**Set exercise**. Render the data as a Markdown table with columns Index and Entry, starting at the line that contains "outline small pebble" and ending at the last line of the data, numbering each line and omitting blank ones.
(begin)
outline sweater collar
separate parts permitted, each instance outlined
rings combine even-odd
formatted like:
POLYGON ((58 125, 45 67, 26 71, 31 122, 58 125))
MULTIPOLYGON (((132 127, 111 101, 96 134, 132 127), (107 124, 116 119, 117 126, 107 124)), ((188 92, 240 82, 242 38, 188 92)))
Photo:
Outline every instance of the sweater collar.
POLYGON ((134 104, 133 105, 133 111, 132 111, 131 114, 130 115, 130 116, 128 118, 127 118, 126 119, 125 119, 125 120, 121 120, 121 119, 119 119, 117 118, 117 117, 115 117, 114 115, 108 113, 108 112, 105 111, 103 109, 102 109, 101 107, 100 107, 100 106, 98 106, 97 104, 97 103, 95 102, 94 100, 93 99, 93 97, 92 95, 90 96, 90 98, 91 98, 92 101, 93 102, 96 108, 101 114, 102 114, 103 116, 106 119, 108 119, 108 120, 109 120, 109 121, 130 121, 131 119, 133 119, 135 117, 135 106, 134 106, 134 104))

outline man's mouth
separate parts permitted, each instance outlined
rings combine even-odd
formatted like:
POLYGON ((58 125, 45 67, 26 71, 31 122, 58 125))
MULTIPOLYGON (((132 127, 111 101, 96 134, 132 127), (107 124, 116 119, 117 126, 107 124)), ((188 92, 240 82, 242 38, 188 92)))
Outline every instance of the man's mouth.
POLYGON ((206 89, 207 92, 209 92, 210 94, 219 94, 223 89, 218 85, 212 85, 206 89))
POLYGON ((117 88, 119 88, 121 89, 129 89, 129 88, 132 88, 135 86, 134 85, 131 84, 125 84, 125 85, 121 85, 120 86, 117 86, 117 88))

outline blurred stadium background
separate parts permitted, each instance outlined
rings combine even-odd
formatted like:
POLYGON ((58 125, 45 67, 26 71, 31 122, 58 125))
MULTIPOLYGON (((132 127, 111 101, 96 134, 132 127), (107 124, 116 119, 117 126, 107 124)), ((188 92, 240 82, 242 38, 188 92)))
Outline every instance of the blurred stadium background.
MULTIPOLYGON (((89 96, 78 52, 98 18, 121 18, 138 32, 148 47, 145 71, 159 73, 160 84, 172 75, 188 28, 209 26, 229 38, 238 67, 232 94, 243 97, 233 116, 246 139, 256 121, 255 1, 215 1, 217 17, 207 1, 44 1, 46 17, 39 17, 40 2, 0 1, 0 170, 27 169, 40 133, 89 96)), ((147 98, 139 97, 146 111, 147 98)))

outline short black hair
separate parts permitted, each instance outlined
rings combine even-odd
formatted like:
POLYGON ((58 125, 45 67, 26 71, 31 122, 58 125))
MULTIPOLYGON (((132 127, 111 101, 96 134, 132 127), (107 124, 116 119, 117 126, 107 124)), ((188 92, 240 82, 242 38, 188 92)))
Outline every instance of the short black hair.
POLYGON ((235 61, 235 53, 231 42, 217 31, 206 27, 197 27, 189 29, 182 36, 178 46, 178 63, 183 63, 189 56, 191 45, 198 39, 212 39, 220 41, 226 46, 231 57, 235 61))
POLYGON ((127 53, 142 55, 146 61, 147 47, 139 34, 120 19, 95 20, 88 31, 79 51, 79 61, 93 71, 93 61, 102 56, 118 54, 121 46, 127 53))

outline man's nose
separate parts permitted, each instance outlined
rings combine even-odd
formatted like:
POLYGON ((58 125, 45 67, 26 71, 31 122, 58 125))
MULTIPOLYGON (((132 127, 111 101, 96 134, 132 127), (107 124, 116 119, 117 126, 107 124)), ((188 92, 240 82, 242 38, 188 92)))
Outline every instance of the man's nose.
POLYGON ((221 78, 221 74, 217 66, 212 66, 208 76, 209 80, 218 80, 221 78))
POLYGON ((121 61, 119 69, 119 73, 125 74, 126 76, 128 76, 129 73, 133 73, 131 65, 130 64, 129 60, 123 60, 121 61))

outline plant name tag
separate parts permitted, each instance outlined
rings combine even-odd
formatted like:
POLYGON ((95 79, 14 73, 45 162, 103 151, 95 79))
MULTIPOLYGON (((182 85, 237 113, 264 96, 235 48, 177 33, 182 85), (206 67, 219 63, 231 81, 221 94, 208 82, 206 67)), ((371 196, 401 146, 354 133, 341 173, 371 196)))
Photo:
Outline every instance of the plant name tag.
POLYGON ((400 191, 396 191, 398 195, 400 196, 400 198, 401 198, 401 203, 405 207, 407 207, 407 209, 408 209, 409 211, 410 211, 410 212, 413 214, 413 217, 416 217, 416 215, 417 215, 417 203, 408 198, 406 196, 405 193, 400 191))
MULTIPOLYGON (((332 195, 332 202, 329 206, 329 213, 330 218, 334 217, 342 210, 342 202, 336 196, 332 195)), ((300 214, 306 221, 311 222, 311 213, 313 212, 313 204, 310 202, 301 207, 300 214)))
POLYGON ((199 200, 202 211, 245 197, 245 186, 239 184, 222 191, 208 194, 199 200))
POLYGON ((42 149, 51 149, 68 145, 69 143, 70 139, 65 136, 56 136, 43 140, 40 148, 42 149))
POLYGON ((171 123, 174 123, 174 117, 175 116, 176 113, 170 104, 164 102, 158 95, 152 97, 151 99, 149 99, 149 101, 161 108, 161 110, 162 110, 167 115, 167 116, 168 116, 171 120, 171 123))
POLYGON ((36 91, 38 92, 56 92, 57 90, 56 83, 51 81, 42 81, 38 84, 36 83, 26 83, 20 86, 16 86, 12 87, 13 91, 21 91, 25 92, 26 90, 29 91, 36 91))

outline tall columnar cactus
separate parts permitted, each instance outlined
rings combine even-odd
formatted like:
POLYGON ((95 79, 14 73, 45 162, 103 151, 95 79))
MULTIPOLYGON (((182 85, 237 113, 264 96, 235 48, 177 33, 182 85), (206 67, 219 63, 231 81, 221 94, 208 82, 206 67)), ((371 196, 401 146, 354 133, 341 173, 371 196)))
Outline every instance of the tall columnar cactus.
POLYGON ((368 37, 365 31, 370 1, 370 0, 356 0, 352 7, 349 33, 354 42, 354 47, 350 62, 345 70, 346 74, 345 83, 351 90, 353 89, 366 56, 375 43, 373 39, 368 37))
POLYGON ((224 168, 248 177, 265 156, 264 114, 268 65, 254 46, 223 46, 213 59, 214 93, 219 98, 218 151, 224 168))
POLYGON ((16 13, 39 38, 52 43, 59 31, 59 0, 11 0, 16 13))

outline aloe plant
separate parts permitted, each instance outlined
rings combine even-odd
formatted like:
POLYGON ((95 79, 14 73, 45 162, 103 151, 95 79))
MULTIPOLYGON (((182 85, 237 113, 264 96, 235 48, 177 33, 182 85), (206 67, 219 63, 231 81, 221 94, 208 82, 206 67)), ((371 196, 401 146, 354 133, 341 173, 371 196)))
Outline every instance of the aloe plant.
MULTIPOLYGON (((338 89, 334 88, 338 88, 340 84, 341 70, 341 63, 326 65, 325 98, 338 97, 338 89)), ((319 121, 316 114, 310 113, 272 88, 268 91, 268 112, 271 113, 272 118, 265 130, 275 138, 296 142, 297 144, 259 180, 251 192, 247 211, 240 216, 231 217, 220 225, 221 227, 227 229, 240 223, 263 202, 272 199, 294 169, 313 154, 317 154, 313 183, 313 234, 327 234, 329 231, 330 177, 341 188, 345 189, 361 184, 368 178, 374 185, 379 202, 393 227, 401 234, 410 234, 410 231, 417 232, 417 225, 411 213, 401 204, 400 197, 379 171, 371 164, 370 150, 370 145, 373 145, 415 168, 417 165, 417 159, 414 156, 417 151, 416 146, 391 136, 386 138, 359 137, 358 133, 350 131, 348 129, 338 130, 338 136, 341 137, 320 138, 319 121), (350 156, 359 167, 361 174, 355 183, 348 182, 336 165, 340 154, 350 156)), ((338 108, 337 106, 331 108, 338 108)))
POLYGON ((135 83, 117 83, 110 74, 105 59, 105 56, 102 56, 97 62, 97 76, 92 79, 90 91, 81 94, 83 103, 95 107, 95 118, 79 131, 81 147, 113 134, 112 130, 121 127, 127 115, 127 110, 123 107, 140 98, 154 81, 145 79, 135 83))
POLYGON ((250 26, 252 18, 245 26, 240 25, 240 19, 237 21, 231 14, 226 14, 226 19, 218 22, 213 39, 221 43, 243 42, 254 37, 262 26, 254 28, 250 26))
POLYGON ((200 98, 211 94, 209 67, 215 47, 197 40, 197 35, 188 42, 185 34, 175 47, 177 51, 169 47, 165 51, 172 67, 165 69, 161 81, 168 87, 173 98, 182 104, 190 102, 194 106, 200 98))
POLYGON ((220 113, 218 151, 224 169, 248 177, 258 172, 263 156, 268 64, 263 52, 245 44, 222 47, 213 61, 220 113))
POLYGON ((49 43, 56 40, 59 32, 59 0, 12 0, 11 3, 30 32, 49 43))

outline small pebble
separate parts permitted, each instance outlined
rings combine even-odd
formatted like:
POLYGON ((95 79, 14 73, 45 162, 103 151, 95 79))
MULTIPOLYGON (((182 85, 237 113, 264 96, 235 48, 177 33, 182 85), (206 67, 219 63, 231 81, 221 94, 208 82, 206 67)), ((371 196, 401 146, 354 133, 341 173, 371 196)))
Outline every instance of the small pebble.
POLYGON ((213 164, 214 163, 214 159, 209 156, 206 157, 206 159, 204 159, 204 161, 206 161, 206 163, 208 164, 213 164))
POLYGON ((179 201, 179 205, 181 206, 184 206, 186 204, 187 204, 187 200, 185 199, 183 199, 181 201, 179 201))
(end)
**Result**.
| Index | Entry |
|---|---|
| 1 | outline small pebble |
| 2 | separate parts permitted, each instance outlined |
| 3 | rings combine even-odd |
| 4 | formatted like: |
| 5 | POLYGON ((95 79, 14 73, 45 162, 103 151, 95 79)) |
| 6 | MULTIPOLYGON (((182 85, 237 113, 264 96, 235 48, 177 33, 182 85), (206 67, 219 63, 231 81, 221 94, 208 82, 206 67)), ((371 196, 401 146, 354 133, 341 173, 371 196))) |
| 7 | Outline every instance of the small pebble. |
| 8 | POLYGON ((213 164, 214 163, 214 159, 209 156, 206 157, 206 159, 204 159, 204 161, 206 161, 206 163, 208 164, 213 164)) |
| 9 | POLYGON ((179 201, 179 205, 181 206, 184 206, 186 204, 187 204, 187 200, 185 199, 183 199, 181 201, 179 201)) |